Referring expression pointing data:
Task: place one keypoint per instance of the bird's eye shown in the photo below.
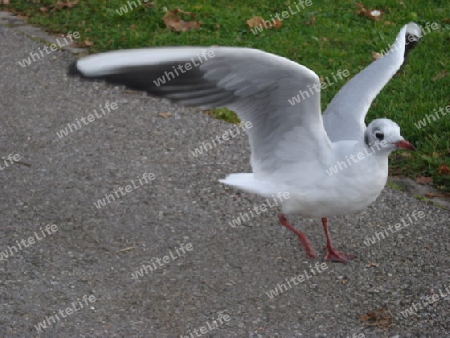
(379, 135)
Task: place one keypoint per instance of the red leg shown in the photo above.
(301, 236)
(332, 254)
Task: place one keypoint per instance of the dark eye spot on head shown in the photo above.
(379, 135)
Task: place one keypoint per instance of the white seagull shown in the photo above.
(330, 165)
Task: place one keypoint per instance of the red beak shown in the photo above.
(405, 145)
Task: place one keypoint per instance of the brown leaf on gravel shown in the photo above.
(65, 4)
(424, 180)
(376, 56)
(373, 14)
(259, 21)
(277, 23)
(381, 318)
(173, 21)
(444, 169)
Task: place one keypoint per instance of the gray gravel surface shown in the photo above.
(228, 271)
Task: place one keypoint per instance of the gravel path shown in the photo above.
(204, 278)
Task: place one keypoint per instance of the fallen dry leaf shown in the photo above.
(372, 265)
(424, 180)
(376, 56)
(173, 21)
(255, 21)
(87, 42)
(165, 114)
(67, 4)
(381, 318)
(431, 194)
(444, 169)
(311, 21)
(442, 74)
(373, 14)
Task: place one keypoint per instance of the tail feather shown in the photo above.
(248, 183)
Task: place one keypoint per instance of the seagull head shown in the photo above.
(383, 136)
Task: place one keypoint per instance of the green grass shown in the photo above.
(338, 39)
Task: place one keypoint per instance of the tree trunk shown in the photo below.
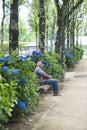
(59, 24)
(13, 28)
(42, 22)
(2, 25)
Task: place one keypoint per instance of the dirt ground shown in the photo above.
(66, 112)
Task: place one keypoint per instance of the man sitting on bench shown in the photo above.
(47, 79)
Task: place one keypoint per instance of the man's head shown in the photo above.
(40, 64)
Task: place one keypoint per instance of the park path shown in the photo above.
(69, 111)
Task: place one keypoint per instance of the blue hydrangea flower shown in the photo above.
(27, 56)
(22, 58)
(15, 72)
(44, 62)
(5, 69)
(34, 59)
(2, 59)
(69, 55)
(36, 53)
(23, 81)
(21, 105)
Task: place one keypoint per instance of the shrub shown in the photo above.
(19, 84)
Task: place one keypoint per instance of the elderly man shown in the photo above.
(47, 79)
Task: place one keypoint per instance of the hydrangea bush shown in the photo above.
(18, 85)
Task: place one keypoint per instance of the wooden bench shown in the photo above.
(44, 88)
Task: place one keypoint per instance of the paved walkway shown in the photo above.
(69, 111)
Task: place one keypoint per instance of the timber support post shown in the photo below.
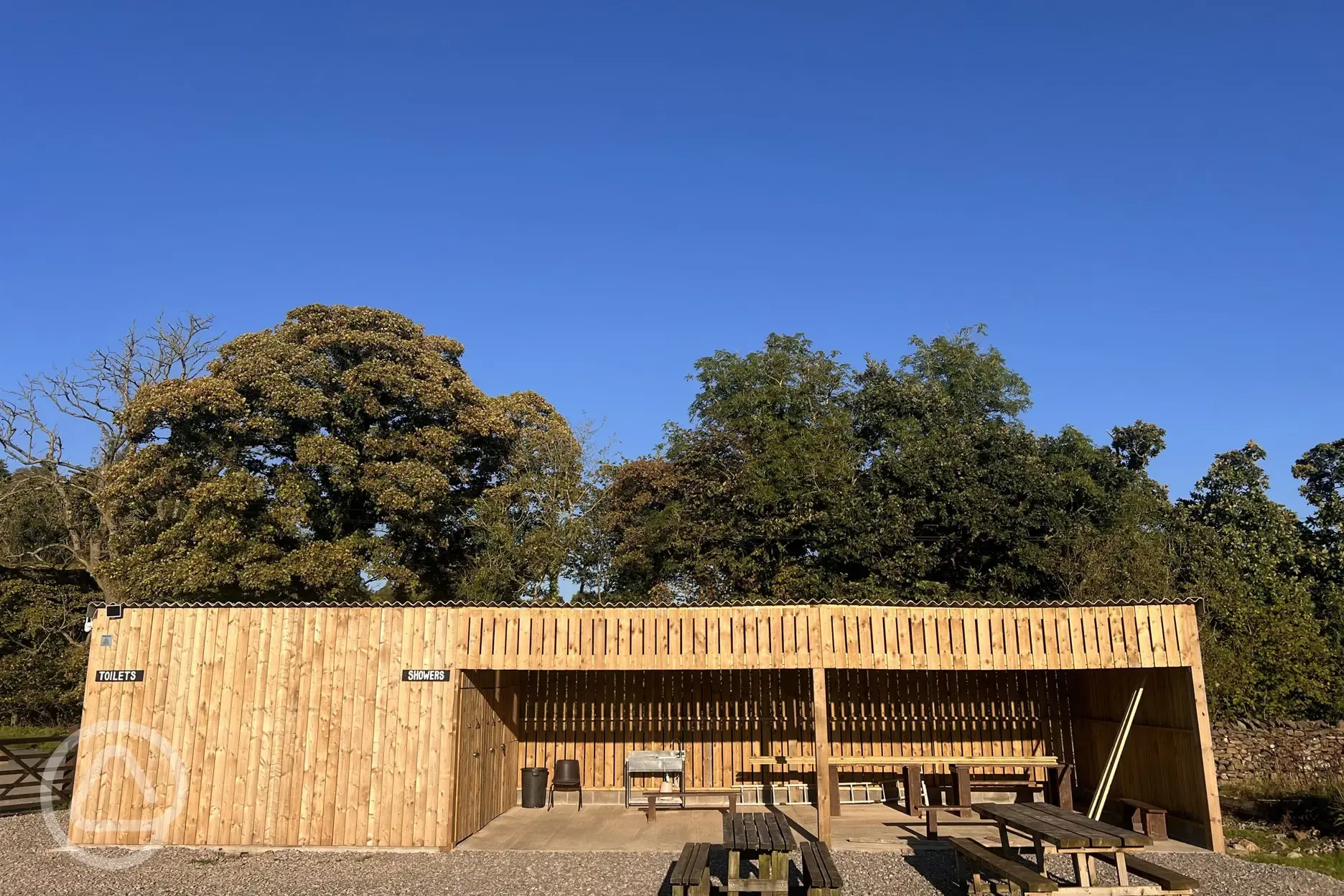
(821, 724)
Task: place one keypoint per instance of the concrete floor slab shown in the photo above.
(604, 828)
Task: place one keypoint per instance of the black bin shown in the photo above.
(534, 788)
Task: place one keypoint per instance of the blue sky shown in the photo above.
(1142, 200)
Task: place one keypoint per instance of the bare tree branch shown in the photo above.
(90, 396)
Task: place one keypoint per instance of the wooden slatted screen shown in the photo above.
(722, 719)
(834, 637)
(294, 726)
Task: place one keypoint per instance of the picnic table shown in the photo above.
(765, 837)
(1074, 834)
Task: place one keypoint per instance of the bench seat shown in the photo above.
(979, 857)
(820, 876)
(691, 872)
(1168, 880)
(650, 800)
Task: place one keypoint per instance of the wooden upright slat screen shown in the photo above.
(835, 637)
(719, 718)
(722, 719)
(294, 727)
(948, 714)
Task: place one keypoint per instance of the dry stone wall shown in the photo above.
(1249, 749)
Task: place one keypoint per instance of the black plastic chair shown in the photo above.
(567, 777)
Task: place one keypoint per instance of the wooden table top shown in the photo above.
(909, 760)
(758, 832)
(1062, 828)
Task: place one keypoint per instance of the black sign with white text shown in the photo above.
(424, 675)
(120, 675)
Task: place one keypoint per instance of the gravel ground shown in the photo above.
(30, 864)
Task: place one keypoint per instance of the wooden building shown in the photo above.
(408, 724)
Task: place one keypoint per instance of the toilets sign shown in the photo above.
(120, 675)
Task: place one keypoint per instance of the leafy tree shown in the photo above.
(798, 477)
(1243, 554)
(747, 498)
(1322, 469)
(43, 653)
(342, 452)
(75, 500)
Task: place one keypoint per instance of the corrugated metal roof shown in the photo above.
(627, 604)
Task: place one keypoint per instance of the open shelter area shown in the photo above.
(408, 726)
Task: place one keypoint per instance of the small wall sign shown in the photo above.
(424, 675)
(120, 675)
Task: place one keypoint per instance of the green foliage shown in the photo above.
(346, 453)
(337, 453)
(42, 646)
(800, 477)
(1243, 554)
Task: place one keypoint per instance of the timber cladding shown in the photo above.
(406, 726)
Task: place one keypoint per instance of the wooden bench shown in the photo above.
(691, 872)
(650, 800)
(1145, 818)
(1168, 880)
(972, 859)
(820, 876)
(932, 818)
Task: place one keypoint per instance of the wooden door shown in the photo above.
(487, 758)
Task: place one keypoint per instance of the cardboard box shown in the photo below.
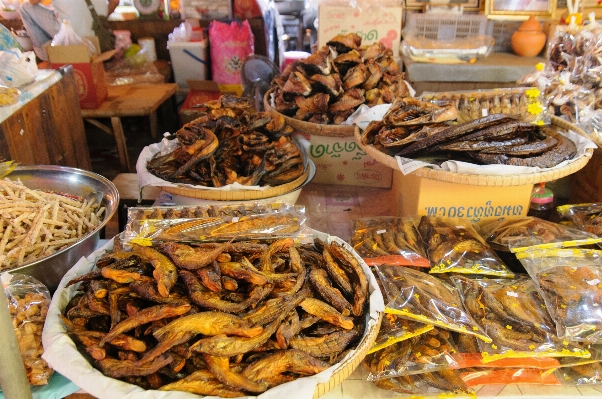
(414, 195)
(339, 160)
(188, 61)
(89, 72)
(587, 182)
(373, 24)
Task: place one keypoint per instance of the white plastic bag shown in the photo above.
(17, 68)
(67, 37)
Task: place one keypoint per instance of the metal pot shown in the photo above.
(49, 270)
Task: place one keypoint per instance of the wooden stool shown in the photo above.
(129, 196)
(129, 100)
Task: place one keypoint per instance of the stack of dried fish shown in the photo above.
(416, 128)
(229, 143)
(328, 86)
(232, 320)
(390, 240)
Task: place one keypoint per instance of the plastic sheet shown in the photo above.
(419, 296)
(453, 245)
(570, 282)
(520, 233)
(514, 316)
(389, 240)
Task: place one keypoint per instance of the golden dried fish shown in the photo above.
(230, 346)
(203, 382)
(361, 290)
(207, 299)
(345, 42)
(321, 283)
(165, 271)
(144, 316)
(191, 258)
(326, 312)
(411, 111)
(126, 368)
(326, 346)
(291, 361)
(351, 99)
(288, 329)
(220, 367)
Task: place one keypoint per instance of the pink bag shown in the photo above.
(230, 45)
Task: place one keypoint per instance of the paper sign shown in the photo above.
(373, 24)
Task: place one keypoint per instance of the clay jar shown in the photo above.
(528, 40)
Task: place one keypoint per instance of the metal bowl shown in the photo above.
(50, 269)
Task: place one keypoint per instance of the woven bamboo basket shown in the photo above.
(345, 369)
(308, 127)
(487, 180)
(237, 195)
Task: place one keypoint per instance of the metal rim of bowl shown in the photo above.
(110, 212)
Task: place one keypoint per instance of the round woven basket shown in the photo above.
(308, 127)
(486, 180)
(237, 195)
(345, 369)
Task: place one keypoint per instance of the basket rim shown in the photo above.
(309, 127)
(487, 180)
(345, 369)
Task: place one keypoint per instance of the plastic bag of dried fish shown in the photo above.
(507, 376)
(443, 383)
(290, 223)
(528, 232)
(453, 245)
(427, 352)
(390, 240)
(570, 282)
(419, 296)
(514, 316)
(394, 329)
(587, 217)
(28, 301)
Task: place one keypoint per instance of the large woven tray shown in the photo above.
(487, 180)
(308, 127)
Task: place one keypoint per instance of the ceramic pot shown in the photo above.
(529, 39)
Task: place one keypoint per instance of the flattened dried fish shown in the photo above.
(165, 271)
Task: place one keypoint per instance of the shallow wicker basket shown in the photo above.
(308, 127)
(237, 195)
(487, 180)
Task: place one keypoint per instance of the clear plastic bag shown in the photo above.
(519, 233)
(425, 353)
(66, 36)
(216, 223)
(389, 240)
(419, 296)
(453, 245)
(28, 301)
(395, 329)
(570, 282)
(587, 217)
(513, 315)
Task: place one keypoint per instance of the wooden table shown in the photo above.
(129, 100)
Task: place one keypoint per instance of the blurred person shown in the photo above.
(42, 19)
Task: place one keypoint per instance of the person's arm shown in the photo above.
(112, 5)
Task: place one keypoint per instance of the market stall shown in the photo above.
(257, 273)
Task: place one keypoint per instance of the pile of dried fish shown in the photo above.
(413, 128)
(333, 82)
(390, 240)
(229, 143)
(230, 321)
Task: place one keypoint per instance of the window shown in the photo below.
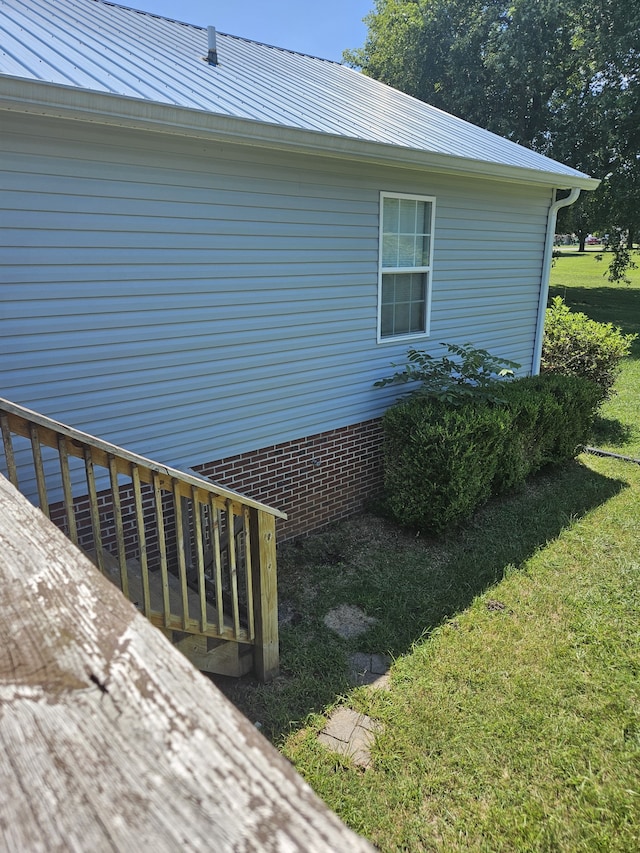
(406, 251)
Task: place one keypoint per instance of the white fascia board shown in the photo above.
(57, 101)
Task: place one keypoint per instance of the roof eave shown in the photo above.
(57, 101)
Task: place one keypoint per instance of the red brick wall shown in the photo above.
(315, 480)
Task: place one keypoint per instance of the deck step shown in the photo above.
(220, 657)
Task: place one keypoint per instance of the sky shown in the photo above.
(323, 29)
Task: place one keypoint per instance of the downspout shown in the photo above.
(546, 271)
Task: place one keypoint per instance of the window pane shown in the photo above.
(406, 250)
(403, 304)
(401, 325)
(402, 288)
(423, 250)
(390, 215)
(408, 216)
(406, 244)
(417, 287)
(417, 317)
(389, 250)
(386, 321)
(424, 218)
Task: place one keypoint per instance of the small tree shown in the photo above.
(575, 344)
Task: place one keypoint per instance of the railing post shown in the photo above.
(265, 594)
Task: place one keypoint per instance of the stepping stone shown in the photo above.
(350, 734)
(371, 670)
(348, 621)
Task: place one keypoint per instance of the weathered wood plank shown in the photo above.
(109, 738)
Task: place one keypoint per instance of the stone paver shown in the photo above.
(348, 621)
(350, 734)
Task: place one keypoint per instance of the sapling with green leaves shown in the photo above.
(464, 372)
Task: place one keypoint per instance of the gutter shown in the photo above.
(24, 96)
(546, 271)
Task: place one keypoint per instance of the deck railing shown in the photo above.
(195, 558)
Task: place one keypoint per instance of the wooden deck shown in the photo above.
(197, 559)
(110, 739)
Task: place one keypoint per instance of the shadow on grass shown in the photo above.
(617, 304)
(409, 583)
(610, 431)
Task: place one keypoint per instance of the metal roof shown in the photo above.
(100, 47)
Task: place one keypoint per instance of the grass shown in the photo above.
(579, 279)
(513, 718)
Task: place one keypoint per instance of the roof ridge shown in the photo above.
(227, 35)
(148, 14)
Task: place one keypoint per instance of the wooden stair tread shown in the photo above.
(134, 576)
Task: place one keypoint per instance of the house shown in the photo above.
(212, 248)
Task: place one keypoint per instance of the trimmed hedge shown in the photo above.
(578, 346)
(442, 462)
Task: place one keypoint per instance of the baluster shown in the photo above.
(39, 469)
(217, 562)
(93, 507)
(233, 573)
(182, 565)
(162, 547)
(247, 563)
(142, 539)
(66, 489)
(197, 532)
(12, 471)
(117, 512)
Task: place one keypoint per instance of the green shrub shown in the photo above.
(575, 345)
(551, 418)
(442, 462)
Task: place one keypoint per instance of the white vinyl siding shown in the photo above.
(191, 300)
(406, 252)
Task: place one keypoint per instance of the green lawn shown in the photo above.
(513, 719)
(579, 280)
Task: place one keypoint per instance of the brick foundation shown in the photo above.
(315, 480)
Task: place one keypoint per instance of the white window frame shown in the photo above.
(426, 270)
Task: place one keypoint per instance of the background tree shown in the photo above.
(558, 76)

§ EXERCISE DESCRIPTION:
Restate word for word each line of the data from the one with "Task: place one keypoint per instance of the white vinyl" to the last, keeping both ends.

§ RESULT FOR THIS TASK:
Task: place one keypoint per instance of the white vinyl siding shown in the photo above.
(191, 300)
(406, 252)
Task: place one keypoint per instance of the green lawn shown in the photo above.
(513, 719)
(579, 280)
Task: place one keypoint per instance of the brick foundation shown in the photo above.
(315, 480)
Task: place one keypoint per instance of the white window frame shown in the photo above.
(426, 270)
Task: place one keypoint per instance of the background tree shown in the photo above.
(558, 76)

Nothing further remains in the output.